:: Data to use ::

-- Begin --

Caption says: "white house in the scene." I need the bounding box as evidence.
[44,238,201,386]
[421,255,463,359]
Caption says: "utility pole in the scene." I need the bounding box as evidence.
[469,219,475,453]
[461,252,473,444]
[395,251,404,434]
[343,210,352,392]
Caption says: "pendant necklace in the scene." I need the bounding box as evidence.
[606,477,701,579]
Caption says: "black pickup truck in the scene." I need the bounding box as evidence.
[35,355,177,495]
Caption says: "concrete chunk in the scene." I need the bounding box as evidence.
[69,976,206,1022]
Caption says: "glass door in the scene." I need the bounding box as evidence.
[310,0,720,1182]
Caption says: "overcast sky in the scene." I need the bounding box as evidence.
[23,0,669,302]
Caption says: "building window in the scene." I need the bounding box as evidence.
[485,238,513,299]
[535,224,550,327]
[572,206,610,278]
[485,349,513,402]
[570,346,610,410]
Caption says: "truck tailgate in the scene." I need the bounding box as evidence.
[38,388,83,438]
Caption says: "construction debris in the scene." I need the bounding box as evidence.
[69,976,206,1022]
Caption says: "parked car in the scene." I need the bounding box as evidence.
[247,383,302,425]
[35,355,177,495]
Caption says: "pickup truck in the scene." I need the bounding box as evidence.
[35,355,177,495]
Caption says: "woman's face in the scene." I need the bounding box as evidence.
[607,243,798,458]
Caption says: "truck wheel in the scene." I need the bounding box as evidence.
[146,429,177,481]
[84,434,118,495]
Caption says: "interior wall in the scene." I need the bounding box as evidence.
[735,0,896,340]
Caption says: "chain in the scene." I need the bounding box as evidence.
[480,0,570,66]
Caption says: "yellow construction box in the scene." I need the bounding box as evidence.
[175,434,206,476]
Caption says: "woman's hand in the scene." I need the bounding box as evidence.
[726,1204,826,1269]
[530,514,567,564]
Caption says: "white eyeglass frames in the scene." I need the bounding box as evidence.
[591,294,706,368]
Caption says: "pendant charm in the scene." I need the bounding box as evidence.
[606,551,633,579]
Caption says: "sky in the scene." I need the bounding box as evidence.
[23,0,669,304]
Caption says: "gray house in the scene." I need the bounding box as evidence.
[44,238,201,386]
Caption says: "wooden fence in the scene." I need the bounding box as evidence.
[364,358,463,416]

-- End --
-- Begin --

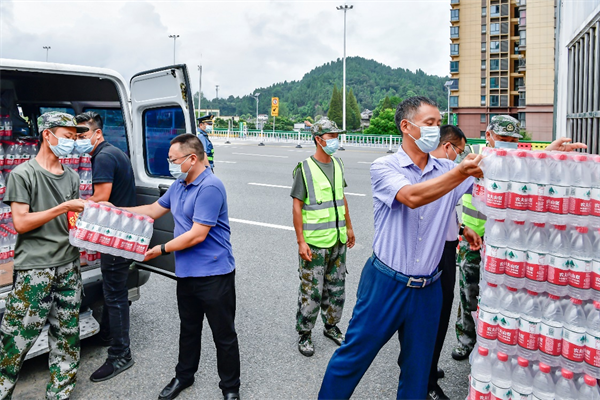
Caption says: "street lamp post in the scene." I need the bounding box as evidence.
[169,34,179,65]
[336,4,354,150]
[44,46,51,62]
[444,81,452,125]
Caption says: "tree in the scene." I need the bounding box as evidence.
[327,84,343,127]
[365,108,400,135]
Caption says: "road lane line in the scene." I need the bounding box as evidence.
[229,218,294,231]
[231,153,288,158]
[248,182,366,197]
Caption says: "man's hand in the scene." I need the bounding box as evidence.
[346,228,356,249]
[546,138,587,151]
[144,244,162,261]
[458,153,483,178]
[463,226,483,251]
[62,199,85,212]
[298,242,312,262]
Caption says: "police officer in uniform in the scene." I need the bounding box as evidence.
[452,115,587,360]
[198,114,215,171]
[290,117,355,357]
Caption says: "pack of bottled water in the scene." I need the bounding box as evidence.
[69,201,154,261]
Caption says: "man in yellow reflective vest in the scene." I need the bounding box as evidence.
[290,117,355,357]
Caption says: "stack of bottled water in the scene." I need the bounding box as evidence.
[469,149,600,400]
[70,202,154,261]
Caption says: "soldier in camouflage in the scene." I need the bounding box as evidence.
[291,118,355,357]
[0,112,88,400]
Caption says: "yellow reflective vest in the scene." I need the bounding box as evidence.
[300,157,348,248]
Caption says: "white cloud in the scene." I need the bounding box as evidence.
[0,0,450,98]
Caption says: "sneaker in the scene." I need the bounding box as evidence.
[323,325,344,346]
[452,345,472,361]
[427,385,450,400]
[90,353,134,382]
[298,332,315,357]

-- End --
-- Begin --

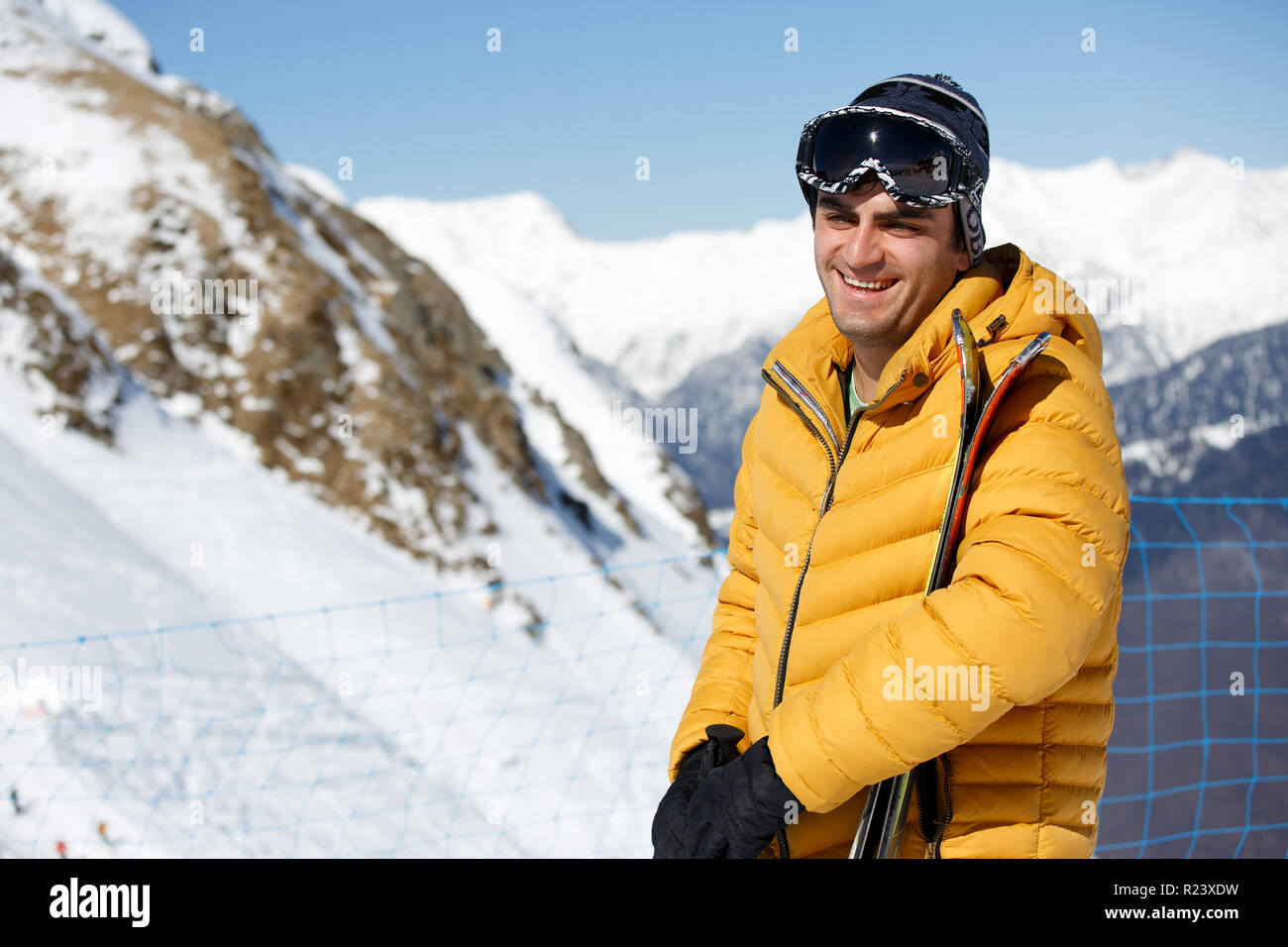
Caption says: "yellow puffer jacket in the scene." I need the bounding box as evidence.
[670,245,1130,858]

-- End --

:: The exercise ::
Rewrite the material as a numbered list, starting at the line that contains "cloud in the" and running through the line that contains "[0,0,450,98]", with both of those lines included and any blank lines dropped.

:: Complete answer ::
1. Caption says: "white cloud in the scene." I need the bounding box as evidence.
2. [0,0,450,98]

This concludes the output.